Since the first Vermonter tested positive for COVID-19 in March, more than 900 residents have tested positive for the disease.
More than 700, however, have already recovered.
The Vermont Dept. of Health has now started including the numbers of those recovering from COVID-19 in its daily reporting on the respiratory disease’s spread in Vermont.
As of Thursday afternoon, according to the health department, 718 residents of the Green Mountain State had recovered from COVID-19 since March, representing the majority of the 916 known cases of COVID-19 reported by the health department Thursday.
The state considers someone recovered when a person who has had a positive test for the illness tells a health department staff person they’ve recovered or 30 days have passed since they were first diagnosed, Vermont Health Commissioner Dr. Mark Levine explained Wednesday.
COVID-19 is an easily transmitted respiratory disease spread by a novel coronavirus first observed in late 2019. While the disease will result in only mild to moderate symptoms for most, it can result in severe and potentially life-threatening illness for some.
In Vermont, 53 have died due to complications of COVID-19 as of Thursday.

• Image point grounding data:

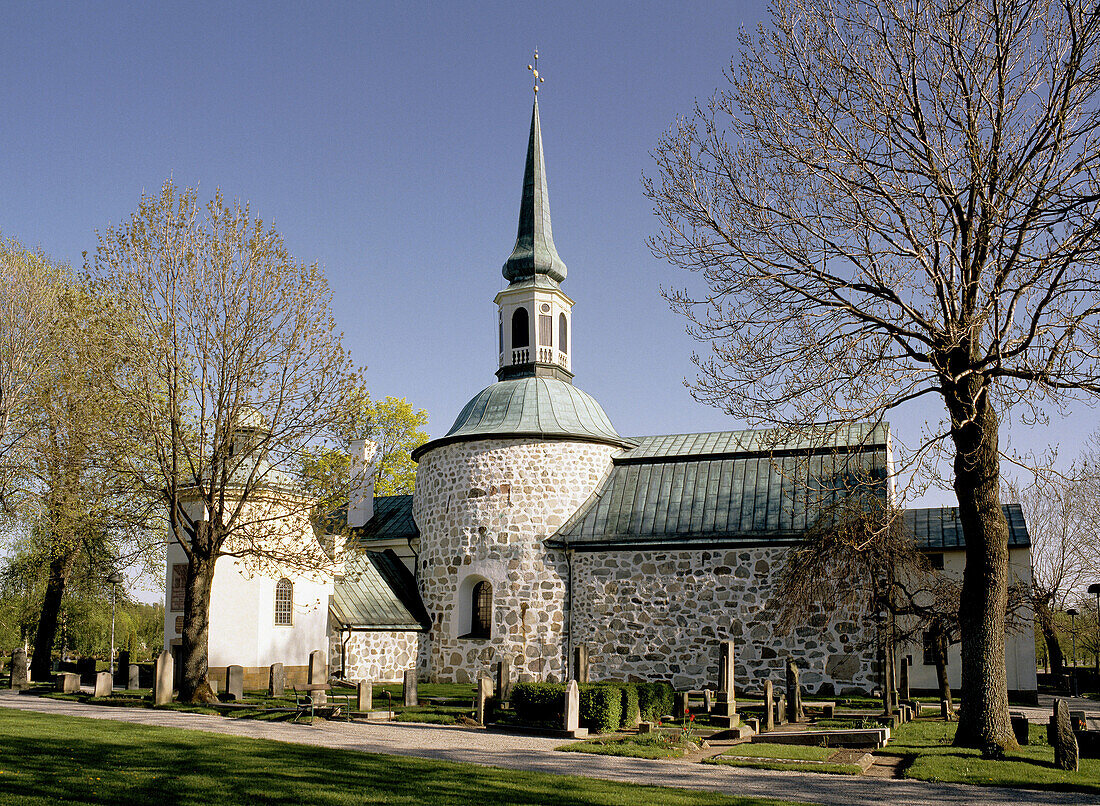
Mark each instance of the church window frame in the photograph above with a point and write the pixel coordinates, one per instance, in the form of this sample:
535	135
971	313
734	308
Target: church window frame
481	609
284	603
520	329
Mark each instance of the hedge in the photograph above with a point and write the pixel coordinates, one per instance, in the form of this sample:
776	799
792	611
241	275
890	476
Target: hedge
539	704
601	707
655	700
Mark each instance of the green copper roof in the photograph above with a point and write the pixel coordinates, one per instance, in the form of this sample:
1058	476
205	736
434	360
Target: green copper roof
376	592
729	488
540	407
938	528
535	252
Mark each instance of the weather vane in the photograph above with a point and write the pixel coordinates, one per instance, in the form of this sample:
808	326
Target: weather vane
535	72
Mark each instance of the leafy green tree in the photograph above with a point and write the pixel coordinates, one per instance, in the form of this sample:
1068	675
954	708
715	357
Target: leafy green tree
238	366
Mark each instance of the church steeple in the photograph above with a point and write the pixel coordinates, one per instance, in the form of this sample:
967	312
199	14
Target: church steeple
535	316
535	252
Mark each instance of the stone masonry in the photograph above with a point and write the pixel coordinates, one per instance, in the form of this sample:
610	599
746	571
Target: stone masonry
381	657
483	508
656	615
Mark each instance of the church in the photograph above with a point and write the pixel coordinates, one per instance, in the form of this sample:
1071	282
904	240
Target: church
535	528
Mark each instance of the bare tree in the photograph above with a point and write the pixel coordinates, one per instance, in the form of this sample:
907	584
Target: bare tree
1057	508
894	200
237	367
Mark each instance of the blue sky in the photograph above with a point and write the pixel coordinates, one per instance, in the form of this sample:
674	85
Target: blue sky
386	142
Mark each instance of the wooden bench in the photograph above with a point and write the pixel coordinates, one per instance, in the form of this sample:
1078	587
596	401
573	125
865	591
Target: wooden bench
305	703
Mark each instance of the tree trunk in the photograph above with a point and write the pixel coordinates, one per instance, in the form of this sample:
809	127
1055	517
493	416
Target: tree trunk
983	715
194	684
938	640
1051	638
44	637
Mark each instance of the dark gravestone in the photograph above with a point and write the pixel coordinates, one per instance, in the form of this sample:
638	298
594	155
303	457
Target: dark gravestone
581	663
276	680
1020	728
769	706
794	713
1060	735
86	668
504	681
19	676
681	705
122	670
725	709
234	683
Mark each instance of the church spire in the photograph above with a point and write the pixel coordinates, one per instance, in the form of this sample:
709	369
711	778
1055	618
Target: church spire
535	252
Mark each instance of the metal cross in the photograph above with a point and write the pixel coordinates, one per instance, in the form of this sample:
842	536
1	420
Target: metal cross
535	70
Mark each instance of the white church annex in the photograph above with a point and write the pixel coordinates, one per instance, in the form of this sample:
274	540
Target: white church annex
535	527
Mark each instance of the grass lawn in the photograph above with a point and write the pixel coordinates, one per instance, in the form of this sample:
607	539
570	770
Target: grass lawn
647	746
50	759
926	747
789	755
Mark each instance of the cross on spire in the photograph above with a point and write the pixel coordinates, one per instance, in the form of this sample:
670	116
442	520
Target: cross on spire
535	72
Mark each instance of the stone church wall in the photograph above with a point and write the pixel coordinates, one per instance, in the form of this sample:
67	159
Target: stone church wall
659	615
380	657
483	508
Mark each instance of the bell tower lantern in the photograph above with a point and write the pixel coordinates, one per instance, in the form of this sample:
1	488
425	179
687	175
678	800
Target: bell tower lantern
535	316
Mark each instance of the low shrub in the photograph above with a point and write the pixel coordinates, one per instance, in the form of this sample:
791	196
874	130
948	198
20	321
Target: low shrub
540	704
655	699
601	707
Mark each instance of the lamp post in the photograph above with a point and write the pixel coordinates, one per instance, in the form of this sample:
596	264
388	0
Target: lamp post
1073	629
114	578
1095	589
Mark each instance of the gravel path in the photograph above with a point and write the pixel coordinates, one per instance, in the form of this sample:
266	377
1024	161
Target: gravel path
537	754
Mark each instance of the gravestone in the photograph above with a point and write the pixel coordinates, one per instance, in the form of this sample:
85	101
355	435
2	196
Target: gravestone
1021	728
572	706
103	685
234	683
122	669
504	682
19	676
364	696
725	707
581	663
681	705
769	706
86	668
276	680
484	693
164	677
794	713
1060	735
318	674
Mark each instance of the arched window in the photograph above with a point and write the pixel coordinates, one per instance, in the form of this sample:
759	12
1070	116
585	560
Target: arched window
520	329
481	613
284	603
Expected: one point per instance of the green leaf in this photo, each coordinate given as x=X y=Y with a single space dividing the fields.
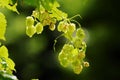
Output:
x=3 y=52
x=2 y=26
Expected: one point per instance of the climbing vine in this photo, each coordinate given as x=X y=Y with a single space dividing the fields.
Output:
x=47 y=14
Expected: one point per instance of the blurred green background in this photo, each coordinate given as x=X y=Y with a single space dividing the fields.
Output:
x=35 y=58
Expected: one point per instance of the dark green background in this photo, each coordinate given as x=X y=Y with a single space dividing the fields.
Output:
x=34 y=57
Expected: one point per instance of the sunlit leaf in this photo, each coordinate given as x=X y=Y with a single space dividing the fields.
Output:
x=2 y=26
x=10 y=64
x=3 y=52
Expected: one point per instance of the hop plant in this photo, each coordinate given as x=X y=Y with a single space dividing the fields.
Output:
x=30 y=31
x=73 y=52
x=39 y=28
x=29 y=21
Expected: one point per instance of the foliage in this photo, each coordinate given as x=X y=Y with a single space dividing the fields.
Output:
x=46 y=14
x=6 y=64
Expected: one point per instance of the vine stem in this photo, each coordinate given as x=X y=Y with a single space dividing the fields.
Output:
x=78 y=15
x=76 y=22
x=55 y=41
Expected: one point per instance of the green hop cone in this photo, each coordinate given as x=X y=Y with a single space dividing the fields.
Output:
x=77 y=42
x=52 y=26
x=77 y=69
x=39 y=28
x=71 y=27
x=81 y=55
x=80 y=33
x=63 y=59
x=63 y=26
x=29 y=21
x=30 y=31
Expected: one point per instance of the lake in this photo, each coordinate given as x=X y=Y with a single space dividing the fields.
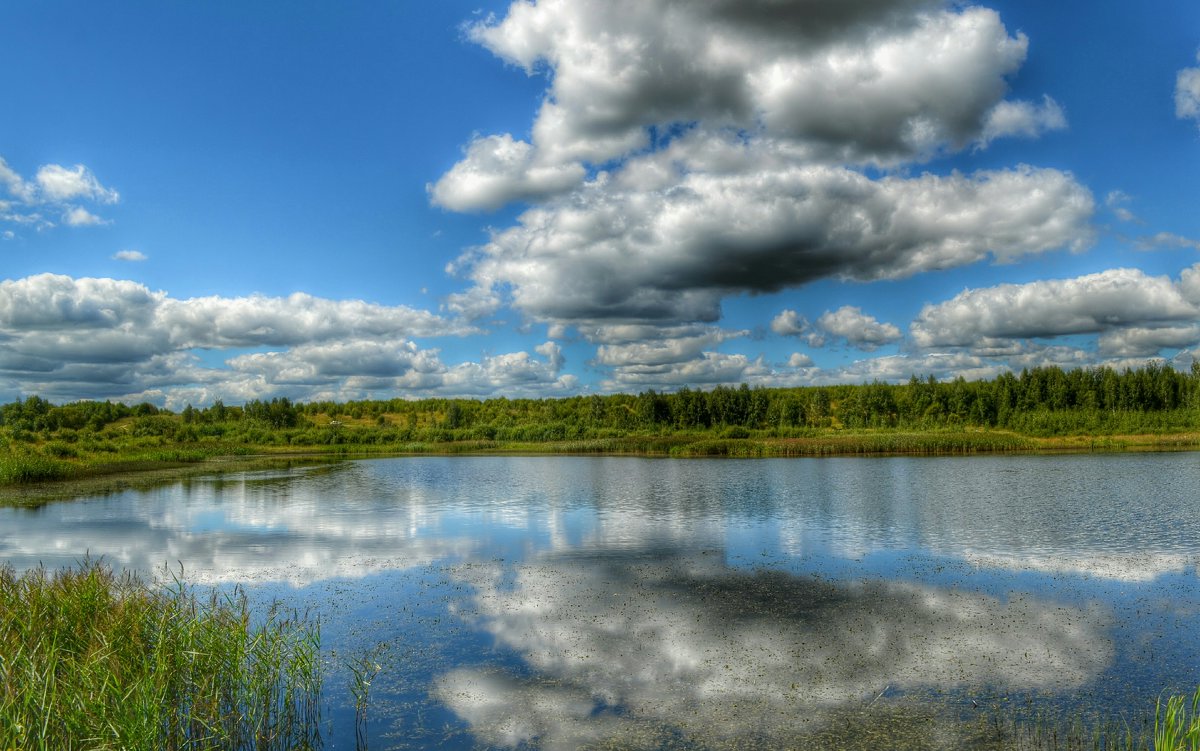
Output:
x=559 y=602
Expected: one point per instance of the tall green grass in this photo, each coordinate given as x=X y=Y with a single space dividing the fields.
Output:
x=17 y=468
x=1177 y=724
x=95 y=660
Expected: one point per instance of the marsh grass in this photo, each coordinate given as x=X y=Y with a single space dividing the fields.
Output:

• Task brief: Please extend the article about Vermont's COVID-19 recoveries, picking up from its final sentence.

• Output below:
At the county level, 431 cases of COVID-19 had been identified in Chittenden County and 37 people have died due to medical complications caused by the disease, according to the health department’s latest reporting. The town of Essex clocks in with the 47 cases—the second highest number after Burlington. Colchester has the third highest number of reported cases at 39; Milton has 24 reported cases.
The virus’s impact in neighboring Grand Isle County remains small, with only four known cases of COVID-19 diagnosed within the county and with the health department’s latest reporting placing all of those cases in only two towns—Grand Isle and Isle La Motte.
State officials have expected the number of reported cases of COVID-19 to continue growing even as the disease’s spread in Vermont is reported to have peaked, with more intense testing and a lifting on social distancing restrictions expected to lead to more positive tests for COVID-19.